*** Given information ***

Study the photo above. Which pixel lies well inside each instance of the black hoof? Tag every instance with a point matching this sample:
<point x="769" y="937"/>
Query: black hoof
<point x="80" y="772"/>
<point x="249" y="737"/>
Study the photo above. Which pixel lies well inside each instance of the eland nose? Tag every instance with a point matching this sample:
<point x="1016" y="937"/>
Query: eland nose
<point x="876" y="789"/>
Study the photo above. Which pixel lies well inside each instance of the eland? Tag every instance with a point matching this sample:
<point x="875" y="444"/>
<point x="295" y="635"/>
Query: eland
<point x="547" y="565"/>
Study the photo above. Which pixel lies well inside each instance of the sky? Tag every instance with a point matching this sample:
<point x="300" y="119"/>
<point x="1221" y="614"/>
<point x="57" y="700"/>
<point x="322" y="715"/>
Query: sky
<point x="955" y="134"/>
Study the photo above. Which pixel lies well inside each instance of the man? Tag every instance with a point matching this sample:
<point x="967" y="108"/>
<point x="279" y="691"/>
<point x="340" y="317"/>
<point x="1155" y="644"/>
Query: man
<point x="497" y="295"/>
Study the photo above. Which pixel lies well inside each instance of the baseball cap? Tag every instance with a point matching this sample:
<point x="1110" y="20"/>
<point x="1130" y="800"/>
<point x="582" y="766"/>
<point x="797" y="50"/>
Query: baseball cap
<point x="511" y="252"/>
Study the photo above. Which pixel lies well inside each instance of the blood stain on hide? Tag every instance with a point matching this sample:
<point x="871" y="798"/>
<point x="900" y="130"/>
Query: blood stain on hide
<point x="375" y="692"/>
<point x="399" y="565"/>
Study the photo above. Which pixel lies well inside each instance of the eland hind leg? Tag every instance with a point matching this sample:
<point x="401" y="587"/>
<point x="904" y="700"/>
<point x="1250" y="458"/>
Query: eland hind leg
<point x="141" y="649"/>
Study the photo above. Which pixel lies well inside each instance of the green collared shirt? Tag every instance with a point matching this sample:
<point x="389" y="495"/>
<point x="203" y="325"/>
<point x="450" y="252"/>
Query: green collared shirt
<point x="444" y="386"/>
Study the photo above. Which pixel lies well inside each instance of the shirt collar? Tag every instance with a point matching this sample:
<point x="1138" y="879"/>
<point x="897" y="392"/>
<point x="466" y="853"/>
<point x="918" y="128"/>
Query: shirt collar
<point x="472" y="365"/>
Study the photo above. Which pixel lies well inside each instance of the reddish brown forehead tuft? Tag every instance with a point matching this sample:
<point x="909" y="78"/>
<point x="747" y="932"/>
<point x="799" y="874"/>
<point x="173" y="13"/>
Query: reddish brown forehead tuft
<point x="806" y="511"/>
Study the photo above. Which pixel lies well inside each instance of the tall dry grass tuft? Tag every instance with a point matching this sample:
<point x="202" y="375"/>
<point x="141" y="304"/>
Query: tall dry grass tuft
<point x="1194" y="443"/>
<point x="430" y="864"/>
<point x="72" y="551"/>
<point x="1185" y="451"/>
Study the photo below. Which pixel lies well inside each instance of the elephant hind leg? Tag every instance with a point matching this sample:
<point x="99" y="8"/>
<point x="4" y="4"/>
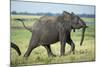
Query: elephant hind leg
<point x="49" y="51"/>
<point x="16" y="48"/>
<point x="31" y="46"/>
<point x="72" y="46"/>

*** End of Given information ***

**What you should do**. Keep every word of the records and none of the pictures when you print them again.

**Response to this exercise**.
Study the photo above. Which pixel lies well inside each instance of the black hoof? Tag every instance with a point matching this sample:
<point x="769" y="937"/>
Query: black hoof
<point x="80" y="772"/>
<point x="249" y="737"/>
Study the photo above. Which pixel lies well inside each instance of the eland nose? Tag every instance with a point matching this sample:
<point x="1016" y="937"/>
Query: eland nose
<point x="876" y="789"/>
Study the photo above. Which pixel lies well inside each instance of the eland? Tag every instance with a point matching this sample:
<point x="875" y="444"/>
<point x="295" y="635"/>
Query: eland
<point x="547" y="565"/>
Study the photo above. Which pixel lies well inside each instance of the sky? Tag every instance with a point matching this sample:
<point x="300" y="119"/>
<point x="1221" y="614"/>
<point x="57" y="700"/>
<point x="322" y="715"/>
Query: sky
<point x="955" y="134"/>
Study the photo above. Which pixel lies well inside each instance of the man? Tag every instance with a point matching this sample:
<point x="967" y="108"/>
<point x="279" y="691"/>
<point x="340" y="317"/>
<point x="1155" y="644"/>
Query: man
<point x="497" y="295"/>
Study the photo above. Which pixel lies well inside each instance of the baseball cap? Tag every instance with a point matching this sample:
<point x="1110" y="20"/>
<point x="1130" y="800"/>
<point x="582" y="766"/>
<point x="797" y="50"/>
Query: baseball cap
<point x="511" y="252"/>
Study the photo above. Which pixel lies well inside each instance of the blood stain on hide? Tag every instance with a point matching this sample:
<point x="871" y="798"/>
<point x="900" y="130"/>
Query: blood stain on hide
<point x="375" y="692"/>
<point x="399" y="565"/>
Study the photo above. Which pixel lies well inside each instance of the eland hind leg? Tag every instance with a point matching this sample:
<point x="401" y="587"/>
<point x="904" y="700"/>
<point x="1250" y="458"/>
Query: eland hind leg
<point x="141" y="649"/>
Study the photo above. Which pixel lies well inside each instance of the green collared shirt? Tag every instance with a point matching this sample:
<point x="389" y="495"/>
<point x="203" y="325"/>
<point x="450" y="252"/>
Query: green collared shirt
<point x="444" y="386"/>
Study the photo above. Which pixel lies well inside each instance of the shirt collar? Tag every instance with a point matching this sample:
<point x="1138" y="879"/>
<point x="897" y="392"/>
<point x="466" y="853"/>
<point x="918" y="128"/>
Query: shirt collar
<point x="472" y="365"/>
Study the photo above. Which pixel lies well inside each instance of the reddish brown forehead tuft? Tag every instance with a point matching this sample:
<point x="909" y="78"/>
<point x="747" y="932"/>
<point x="799" y="874"/>
<point x="173" y="13"/>
Query: reddish brown forehead tuft
<point x="806" y="511"/>
Study the photo above. Which pixel lies well inside each instance of the tall dry grass tuft? Tag every instance with a point matching this sample:
<point x="202" y="375"/>
<point x="141" y="304"/>
Query: tall dry grass tuft
<point x="1194" y="443"/>
<point x="430" y="864"/>
<point x="72" y="551"/>
<point x="1185" y="451"/>
Study the photo below. Which pixel lies well inside each instance of the elephant hind leg? Tag every instance with a point matching this sample:
<point x="99" y="8"/>
<point x="4" y="4"/>
Query: elephant hind leg
<point x="49" y="51"/>
<point x="16" y="48"/>
<point x="31" y="46"/>
<point x="72" y="46"/>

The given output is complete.